[TEXT SHOWN]
Dr Sarah Wise, Associate Professor at the Bartlett Centre for Advanced Spatial Analysis (CASA), is leading a new research project exploring how the NHS Blood and Transplant service (NHSBT) could be affected by climate-related disruption, including heatwaves and flooding.
The project, Strengthening healthcare resilience to climate extremes: a spatial modelling framework, is one of seven projects funded through the National Institute for Health and Care Research (NIHR) Climate Change and Health Development Awards, which distributed around £700,000 in January 2026.
The research team includes Dr Dimitra Salmanidou and Emily Dubrovska (UCL Advanced Research Computing Centre), Dr Nicola Moretti (the Bartlett School of Sustainable Construction) and Tom Cowdrey, Head of Business Continuity at NHSBT.
Modelling the blood supply under pressure
The blood service is a complex, spatially distributed network with many interlinking parts. It involves transporting, processing and storing temperature-sensitive human biological material, while relying entirely on volunteer donors to meet the blood type-specific needs of patients, whether for acute or long-term conditions. Issues with transport or thermal control can disrupt this finely coordinated system rapidly.
Extreme weather events such as heatwaves and flooding add significant pressure. The team will develop an agent-based model to map how different parts of the network interact and where the system is most vulnerable to climate-related disruption. The aim is to create a digital tool to help NHSBT plan for emergencies and ensure patients receive blood when they need it.
The research will explore a range of questions: whether processing centres should be prioritised across a wider geographical area; whether specific patient groups are likely to be disproportionately affected; and whether cooling chain infrastructure should be hardened or whether more agile load balancing approaches would be more effective. The goal is to identify where the system is likely to experience pressure and how that risk could be proactively mitigated.
[/TEXT SHOWN]
WORK REQUEST –
Retype the passage of the announcement on the blood service climate project between "Modelling the blood" and "coordinated system rapidly.", inclusive.
[SUPPLIED MATERIAL]
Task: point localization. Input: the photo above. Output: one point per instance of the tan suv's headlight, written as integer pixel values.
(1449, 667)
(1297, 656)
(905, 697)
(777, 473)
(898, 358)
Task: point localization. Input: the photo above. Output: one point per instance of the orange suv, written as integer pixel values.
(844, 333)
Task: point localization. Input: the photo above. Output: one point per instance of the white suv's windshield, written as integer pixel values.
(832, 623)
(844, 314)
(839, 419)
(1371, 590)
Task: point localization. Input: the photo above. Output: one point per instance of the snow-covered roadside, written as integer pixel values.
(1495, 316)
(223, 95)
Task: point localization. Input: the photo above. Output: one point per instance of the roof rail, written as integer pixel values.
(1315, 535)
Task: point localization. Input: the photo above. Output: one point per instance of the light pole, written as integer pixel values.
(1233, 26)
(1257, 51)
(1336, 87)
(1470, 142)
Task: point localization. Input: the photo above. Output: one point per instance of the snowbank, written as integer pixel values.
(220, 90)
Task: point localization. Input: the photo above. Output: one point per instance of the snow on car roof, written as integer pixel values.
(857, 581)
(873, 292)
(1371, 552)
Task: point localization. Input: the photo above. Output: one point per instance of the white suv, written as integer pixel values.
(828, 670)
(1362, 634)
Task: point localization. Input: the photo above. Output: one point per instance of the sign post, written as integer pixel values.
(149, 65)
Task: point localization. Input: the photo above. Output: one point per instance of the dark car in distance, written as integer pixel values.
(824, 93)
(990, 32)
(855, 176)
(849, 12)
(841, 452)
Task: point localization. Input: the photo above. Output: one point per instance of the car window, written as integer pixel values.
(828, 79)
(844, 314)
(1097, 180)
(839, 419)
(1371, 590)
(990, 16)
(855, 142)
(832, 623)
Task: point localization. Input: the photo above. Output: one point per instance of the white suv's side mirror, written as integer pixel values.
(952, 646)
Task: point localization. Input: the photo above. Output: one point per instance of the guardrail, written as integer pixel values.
[/SUPPLIED MATERIAL]
RESPONSE BOX –
Modelling the blood supply under pressure
The blood service is a complex, spatially distributed network with many interlinking parts. It involves transporting, processing and storing temperature-sensitive human biological material, while relying entirely on volunteer donors to meet the blood type-specific needs of patients, whether for acute or long-term conditions. Issues with transport or thermal control can disrupt this finely coordinated system rapidly.